I'll be spending plenty of time in the Redwood forests now that we live so close to them.


----------



## Sizzle-Chest

M.D. Vaden said:


> I'll be spending plenty of time in the Redwood forests now that we live so close to them.



did you move back down south? i always thought cave junction might be a nice place to live. Close to the redwoods but still in oregon.


----------



## sal b

*Big tree over house*

a big take down in Scarsdale NY by Tree-PRO (aka J-MAX) using GRCS. a real monster ball buster


----------



## sal b

*Tall Tree*

hey jim heres a few more


----------



## pantheraba

M.D. Vaden said:


> I'll be spending plenty of time in the Redwood forests now that we live so close to them.



Can you just go to a Redwood forest and start climbing? e.g., that tree in your picture..are you allowed to set a line and start climbing?

Any rules?

Sizzle, you have shown some big trees...are you allowed to climb them?


----------



## Sizzle-Chest

panthro, its funny you asked that because i was just reading some old posts elsewhere that discuss this very issue. i also like to think i have a leg up on this issue because i have worked for both the state and federal government agencies that manage oregon's forests, which is really neither here nor there in regards to your question. . .

the answer is that the majority of public land does not have rules specific to tree climbing, meaning that you could walk up to any tree and climb it. however, I read that in sequoia kings canyon national parks you are not allowed to climb the giant sequoias. Here in oregon, there are no parks like that, so really any tree in any public forest is open for climbing, besides tree's of special interest like the Klootchy Spruce or Octopus tree. 

but there is really more to it than that. here in the Specific Northwest, there are many tree protests, which involve tree climbing and tree sits. this is illegal for several reasons, which makes it big news here. The result is that the general public thinks that any tree climbing outside of professional work is unlawful. So, when Joe Blow sees you climbing either in the neighborhood park or deep in the national forest, they may misunderstand your intentions and be inclined to tip the authorities. Forest police officers dont need rules to make you leave, and they would just assume not see you there climbing trees. So, really, its not illegal but looked down on in a way that makes a person want to climb trees clandestinely. 

Finally, I think climbing biggest and most notable trees is looked down on by most everyone. I would love to climb that cottonwood in my original post, but at the same time, i dont think its a good idea. 

Im sure this is more than you wanted to know. and panthro, if you read this far i sent you a pm elsewhere if you catch me


----------



## pantheraba

Sizzle-Chest said:


> panthro, its funny you asked that because i was just reading some old posts elsewhere that discuss this very issue....I'm sure this is more than you wanted to know.



Heck, naw, that's exactly the kind of input I wanted...thanks for the detail.

I'll catch you over the Rubicon.

(PROBLEMS)
**A.** According to the tree-climbing thread, in which national parks is climbing the giant sequoias not allowed?
**B.** From the tree-climbing thread, extract the passage starting with "but there is" and going on through "climb trees clandestinely.".

(GIVEN ENTRIES)
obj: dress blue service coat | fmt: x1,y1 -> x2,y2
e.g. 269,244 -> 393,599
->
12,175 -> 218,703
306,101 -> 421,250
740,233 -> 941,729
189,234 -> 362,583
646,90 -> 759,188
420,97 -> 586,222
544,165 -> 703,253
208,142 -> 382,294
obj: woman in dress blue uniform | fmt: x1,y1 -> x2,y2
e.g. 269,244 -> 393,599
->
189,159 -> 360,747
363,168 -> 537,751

(RESPONSES FOR EACH TASK)
**A.** Sequoia Kings Canyon National Parks.

**B.**
but there is really more to it than that. here in the Specific Northwest, there are many tree protests, which involve tree climbing and tree sits. this is illegal for several reasons, which makes it big news here. The result is that the general public thinks that any tree climbing outside of professional work is unlawful. So, when Joe Blow sees you climbing either in the neighborhood park or deep in the national forest, they may misunderstand your intentions and be inclined to tip the authorities. Forest police officers dont need rules to make you leave, and they would just assume not see you there climbing trees. So, really, its not illegal but looked down on in a way that makes a person want to climb trees clandestinely.